(Bounding box annotation entries)
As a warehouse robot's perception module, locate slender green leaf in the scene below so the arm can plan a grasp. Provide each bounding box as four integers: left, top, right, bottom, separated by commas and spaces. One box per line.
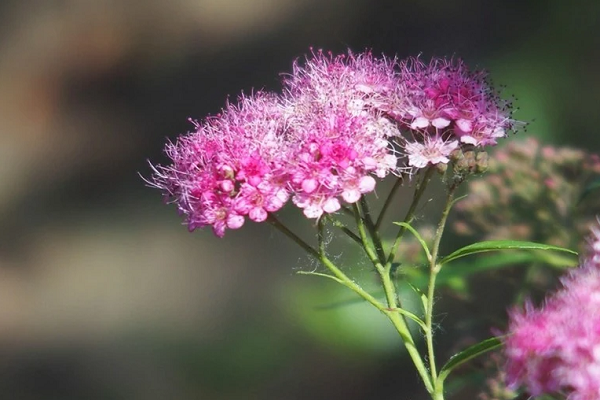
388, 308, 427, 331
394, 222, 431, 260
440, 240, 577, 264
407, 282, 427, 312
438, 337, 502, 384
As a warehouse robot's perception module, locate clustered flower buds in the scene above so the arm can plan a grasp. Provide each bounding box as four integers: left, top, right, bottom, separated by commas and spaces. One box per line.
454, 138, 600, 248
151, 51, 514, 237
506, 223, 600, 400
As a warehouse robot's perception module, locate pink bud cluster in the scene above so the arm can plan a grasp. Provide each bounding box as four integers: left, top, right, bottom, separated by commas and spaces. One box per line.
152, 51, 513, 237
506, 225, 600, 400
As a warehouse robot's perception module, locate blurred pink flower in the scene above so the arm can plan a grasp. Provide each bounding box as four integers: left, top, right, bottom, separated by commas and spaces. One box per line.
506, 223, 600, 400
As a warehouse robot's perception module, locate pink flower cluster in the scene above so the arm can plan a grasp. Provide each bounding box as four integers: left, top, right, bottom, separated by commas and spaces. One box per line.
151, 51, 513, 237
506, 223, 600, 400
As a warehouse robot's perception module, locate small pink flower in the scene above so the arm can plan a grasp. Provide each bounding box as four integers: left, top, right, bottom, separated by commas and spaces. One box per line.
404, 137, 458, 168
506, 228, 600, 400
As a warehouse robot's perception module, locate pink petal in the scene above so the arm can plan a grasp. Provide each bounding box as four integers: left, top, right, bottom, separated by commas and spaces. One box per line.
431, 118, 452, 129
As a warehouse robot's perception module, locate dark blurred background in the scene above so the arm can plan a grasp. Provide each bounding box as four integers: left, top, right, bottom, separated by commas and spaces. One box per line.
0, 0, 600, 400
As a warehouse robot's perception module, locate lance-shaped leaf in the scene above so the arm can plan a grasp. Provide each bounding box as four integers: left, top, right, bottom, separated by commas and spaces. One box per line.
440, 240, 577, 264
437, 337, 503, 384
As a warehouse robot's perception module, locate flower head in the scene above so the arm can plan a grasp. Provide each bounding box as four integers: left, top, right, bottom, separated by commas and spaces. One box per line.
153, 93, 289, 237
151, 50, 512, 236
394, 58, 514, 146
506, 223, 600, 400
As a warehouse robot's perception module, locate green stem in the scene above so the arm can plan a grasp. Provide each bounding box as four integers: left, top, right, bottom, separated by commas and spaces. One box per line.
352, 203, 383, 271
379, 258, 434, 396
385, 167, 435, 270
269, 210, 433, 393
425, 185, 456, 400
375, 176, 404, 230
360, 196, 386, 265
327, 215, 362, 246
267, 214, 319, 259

--

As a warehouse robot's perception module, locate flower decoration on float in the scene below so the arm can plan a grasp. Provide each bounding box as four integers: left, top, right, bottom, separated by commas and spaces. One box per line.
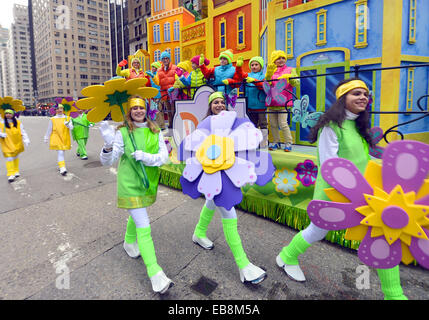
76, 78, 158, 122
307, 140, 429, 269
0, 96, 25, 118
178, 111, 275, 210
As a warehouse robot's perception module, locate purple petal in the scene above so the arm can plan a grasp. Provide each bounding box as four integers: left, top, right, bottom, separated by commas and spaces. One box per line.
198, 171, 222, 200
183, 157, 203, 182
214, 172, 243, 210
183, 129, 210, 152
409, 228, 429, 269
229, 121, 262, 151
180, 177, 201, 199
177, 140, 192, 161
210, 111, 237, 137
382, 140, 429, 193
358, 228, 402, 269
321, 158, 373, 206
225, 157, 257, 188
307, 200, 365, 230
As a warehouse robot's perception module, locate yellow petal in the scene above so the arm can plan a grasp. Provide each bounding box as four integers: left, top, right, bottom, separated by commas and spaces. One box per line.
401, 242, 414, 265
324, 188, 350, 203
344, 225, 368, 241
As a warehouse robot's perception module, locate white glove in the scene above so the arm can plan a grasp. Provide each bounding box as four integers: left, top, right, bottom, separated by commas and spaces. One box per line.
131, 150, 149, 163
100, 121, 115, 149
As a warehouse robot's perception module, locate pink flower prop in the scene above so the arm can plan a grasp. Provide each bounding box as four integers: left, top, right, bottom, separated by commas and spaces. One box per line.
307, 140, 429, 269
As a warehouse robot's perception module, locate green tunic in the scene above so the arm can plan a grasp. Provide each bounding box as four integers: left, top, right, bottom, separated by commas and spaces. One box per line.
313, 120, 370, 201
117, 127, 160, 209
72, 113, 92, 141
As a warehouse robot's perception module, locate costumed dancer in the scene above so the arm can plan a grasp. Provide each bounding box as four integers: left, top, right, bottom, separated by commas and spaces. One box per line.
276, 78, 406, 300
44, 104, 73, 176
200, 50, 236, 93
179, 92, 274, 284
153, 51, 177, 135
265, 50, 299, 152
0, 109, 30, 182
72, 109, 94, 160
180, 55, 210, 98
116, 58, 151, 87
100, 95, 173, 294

- Problem: Reproduce the lines from the line containing "As a warehouse robot's perception module, locate lance-shaped" up to and including the line containing "267, 214, 319, 259", substituting "vision system" for "perception module" and leaving everything else unchanged.

- Finished exercise:
As a warehouse robot's vision system, locate lance-shaped leaf in the scene above so the arm can plan a grasp. Provide each bounding box as four integers: left, top, right, bottom, separated by commas and spaces. One box per line.
440, 240, 577, 264
437, 337, 503, 384
As a warehouse robot's vision system, locate flower head in the scene above so the arm can plan a grasp. Provide each bounding box as four integers: left, top, right, bottom, separated by commas and spaces. One box per line.
153, 93, 289, 237
151, 50, 512, 236
394, 58, 514, 146
506, 223, 600, 400
As a warehouse robot's vision system, locate green stem in the scene above so the arm can plan a grasp. Provide each bounding box as four integers: left, top, right, bottom, separated by commas and spaces. One box per line.
352, 203, 383, 271
379, 258, 434, 396
385, 167, 435, 270
269, 210, 433, 393
425, 185, 456, 400
375, 176, 404, 230
360, 196, 386, 265
327, 215, 362, 246
267, 214, 319, 259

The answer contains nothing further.